[PROBLEM]
Collect every line in the records below that contains the word "high" and copy each one out in full. Letter case matters, so uppercase and lowercase forms do not match each other.

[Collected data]

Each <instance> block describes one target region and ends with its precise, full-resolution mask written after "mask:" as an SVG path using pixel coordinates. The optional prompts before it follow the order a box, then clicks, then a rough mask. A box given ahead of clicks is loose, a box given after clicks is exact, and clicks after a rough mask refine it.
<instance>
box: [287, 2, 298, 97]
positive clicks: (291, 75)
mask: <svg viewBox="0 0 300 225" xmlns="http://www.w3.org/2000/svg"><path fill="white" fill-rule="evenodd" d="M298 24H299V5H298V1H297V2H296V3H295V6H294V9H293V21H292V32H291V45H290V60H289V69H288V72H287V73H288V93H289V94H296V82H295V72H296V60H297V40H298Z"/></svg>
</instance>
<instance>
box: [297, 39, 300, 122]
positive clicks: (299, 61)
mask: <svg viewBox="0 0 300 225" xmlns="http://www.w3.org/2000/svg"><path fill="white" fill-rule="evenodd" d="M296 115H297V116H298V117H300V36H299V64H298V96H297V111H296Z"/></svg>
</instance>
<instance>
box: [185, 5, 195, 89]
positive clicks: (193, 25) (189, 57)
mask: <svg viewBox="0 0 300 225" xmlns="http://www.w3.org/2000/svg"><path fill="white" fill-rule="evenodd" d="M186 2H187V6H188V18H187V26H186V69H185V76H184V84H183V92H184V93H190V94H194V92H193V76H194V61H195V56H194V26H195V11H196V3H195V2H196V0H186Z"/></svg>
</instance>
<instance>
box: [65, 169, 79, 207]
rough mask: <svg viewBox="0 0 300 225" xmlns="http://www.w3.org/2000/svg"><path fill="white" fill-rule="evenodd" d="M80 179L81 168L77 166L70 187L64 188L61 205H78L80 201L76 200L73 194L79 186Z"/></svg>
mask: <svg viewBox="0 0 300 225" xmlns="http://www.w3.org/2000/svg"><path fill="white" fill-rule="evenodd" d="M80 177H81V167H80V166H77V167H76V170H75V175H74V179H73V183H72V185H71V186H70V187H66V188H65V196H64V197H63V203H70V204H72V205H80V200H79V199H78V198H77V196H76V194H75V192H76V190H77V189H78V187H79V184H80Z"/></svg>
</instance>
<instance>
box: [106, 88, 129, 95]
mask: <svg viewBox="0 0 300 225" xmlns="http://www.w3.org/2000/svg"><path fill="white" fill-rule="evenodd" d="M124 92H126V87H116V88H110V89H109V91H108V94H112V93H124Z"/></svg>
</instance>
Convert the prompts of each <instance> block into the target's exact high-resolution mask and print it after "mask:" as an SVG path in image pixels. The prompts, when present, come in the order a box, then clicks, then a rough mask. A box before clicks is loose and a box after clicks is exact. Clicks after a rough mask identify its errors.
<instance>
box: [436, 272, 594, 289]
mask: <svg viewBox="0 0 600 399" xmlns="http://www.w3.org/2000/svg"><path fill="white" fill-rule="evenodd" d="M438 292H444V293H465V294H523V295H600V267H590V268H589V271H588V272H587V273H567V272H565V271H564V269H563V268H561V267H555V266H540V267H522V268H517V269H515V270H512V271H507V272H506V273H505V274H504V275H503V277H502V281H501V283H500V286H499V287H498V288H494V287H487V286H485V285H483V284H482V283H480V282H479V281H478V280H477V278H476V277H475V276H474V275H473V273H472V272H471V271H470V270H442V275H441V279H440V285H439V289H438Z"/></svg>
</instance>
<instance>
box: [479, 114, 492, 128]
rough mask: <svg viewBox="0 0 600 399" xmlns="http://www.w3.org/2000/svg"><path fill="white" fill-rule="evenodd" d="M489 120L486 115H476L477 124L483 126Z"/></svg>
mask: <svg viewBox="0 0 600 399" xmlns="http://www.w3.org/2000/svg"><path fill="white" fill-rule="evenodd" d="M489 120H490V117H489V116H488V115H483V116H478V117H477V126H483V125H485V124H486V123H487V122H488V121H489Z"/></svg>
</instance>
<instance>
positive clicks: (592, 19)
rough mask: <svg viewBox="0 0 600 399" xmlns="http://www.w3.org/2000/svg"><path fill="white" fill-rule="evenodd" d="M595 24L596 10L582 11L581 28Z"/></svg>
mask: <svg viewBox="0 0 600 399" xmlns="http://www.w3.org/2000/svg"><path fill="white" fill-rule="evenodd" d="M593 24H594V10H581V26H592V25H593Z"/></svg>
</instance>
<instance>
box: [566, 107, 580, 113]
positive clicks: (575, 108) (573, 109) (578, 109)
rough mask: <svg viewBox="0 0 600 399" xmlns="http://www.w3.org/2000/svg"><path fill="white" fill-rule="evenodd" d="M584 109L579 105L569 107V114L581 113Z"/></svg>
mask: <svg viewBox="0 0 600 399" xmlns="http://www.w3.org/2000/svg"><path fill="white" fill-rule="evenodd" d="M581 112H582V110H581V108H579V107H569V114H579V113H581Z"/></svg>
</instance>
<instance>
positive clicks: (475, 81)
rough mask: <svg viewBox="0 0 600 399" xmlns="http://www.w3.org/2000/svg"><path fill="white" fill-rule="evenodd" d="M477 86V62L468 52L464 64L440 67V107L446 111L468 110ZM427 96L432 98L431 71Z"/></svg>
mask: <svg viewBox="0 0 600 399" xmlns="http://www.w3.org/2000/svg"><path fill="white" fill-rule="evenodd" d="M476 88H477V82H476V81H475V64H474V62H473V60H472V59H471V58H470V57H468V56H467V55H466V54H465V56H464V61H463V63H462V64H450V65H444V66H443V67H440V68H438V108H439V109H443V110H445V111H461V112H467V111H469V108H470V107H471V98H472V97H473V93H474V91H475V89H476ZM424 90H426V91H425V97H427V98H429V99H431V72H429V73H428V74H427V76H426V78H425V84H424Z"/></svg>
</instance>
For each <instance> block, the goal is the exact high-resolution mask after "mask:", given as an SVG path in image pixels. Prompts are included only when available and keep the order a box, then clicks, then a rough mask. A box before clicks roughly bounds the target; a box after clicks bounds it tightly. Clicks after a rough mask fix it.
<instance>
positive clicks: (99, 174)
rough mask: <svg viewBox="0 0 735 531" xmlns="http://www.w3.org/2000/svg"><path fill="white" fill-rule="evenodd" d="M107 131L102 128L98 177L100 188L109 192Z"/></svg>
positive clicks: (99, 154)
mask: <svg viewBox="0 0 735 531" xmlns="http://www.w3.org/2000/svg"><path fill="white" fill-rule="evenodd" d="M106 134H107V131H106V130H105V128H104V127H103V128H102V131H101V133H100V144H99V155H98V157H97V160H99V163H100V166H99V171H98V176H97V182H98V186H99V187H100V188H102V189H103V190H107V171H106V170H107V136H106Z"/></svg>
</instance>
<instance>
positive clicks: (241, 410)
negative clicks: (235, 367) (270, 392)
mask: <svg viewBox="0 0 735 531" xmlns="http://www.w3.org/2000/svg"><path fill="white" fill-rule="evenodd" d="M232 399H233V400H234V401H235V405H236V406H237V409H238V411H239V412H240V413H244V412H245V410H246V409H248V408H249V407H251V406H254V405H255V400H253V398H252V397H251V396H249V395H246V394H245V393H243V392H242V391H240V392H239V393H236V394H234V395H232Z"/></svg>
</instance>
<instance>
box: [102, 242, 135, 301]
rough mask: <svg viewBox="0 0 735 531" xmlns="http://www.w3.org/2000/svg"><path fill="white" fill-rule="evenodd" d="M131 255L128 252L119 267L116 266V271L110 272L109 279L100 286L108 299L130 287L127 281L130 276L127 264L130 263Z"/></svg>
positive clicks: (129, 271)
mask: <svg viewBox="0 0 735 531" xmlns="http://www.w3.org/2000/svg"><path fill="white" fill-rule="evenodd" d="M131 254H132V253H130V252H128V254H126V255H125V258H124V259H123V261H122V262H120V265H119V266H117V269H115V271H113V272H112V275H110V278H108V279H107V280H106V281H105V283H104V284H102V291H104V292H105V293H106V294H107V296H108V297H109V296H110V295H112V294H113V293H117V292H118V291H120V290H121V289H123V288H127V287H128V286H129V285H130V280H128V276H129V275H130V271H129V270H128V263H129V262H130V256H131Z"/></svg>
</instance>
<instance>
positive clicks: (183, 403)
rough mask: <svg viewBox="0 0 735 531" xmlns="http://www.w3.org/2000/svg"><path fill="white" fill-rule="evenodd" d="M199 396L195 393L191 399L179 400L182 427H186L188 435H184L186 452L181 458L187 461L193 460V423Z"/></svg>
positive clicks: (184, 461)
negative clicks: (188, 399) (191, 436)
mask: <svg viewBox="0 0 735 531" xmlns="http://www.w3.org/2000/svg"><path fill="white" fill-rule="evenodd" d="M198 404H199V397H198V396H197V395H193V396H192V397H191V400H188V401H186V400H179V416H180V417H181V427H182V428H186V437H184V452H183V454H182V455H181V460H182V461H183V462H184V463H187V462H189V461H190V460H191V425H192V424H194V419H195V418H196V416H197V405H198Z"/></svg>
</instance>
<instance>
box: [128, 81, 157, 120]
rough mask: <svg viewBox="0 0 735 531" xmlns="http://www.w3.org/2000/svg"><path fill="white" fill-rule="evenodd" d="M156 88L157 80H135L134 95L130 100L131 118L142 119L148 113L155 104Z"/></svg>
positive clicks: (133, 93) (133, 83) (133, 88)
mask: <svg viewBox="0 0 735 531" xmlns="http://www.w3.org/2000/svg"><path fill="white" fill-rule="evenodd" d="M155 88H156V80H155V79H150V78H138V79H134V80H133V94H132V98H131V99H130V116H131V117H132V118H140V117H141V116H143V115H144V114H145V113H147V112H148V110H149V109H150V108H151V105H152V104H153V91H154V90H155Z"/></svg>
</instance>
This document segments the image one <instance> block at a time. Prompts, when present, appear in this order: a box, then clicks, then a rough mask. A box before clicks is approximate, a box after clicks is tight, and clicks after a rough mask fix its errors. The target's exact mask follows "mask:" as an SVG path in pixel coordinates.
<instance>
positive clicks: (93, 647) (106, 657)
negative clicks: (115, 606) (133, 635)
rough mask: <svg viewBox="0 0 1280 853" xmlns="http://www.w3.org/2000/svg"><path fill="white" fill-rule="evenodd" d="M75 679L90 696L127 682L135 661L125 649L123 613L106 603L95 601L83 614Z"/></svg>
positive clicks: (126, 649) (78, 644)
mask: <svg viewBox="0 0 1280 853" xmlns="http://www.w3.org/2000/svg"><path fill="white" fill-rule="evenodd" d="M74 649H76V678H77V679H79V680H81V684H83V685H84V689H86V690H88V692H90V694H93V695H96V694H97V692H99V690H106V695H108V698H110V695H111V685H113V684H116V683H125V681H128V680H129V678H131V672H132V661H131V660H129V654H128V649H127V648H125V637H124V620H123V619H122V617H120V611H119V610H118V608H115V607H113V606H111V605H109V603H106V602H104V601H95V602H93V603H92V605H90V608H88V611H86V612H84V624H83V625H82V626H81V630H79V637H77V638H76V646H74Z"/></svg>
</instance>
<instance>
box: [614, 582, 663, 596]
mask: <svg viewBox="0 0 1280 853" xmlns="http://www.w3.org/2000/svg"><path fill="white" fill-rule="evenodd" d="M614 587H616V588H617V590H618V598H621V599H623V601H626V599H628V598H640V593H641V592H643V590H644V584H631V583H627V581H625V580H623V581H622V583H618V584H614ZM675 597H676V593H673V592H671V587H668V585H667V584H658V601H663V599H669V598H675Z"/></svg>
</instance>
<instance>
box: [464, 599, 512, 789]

[ANSWER TO THE EXERCISE]
Convert the prompts of each <instance> block into the target's exact high-resolution mask and print it after "mask:" as an SVG path in image pixels. The prompts, when present, come in the order a box, then clicks, then a rough mask. A box before clicks is loose and a box after clicks is exact. Clicks after a rough mask identify its errors.
For each <instance> block, the goal is the exact high-resolution mask after "mask:", given as an SVG path in image pixels. Prompts are included only when available and keep the order a box, then clicks, then a rough mask. A box before clicks roughly bounds the target; a box after clicks bounds it tightly. Clicks after a rough mask fix it.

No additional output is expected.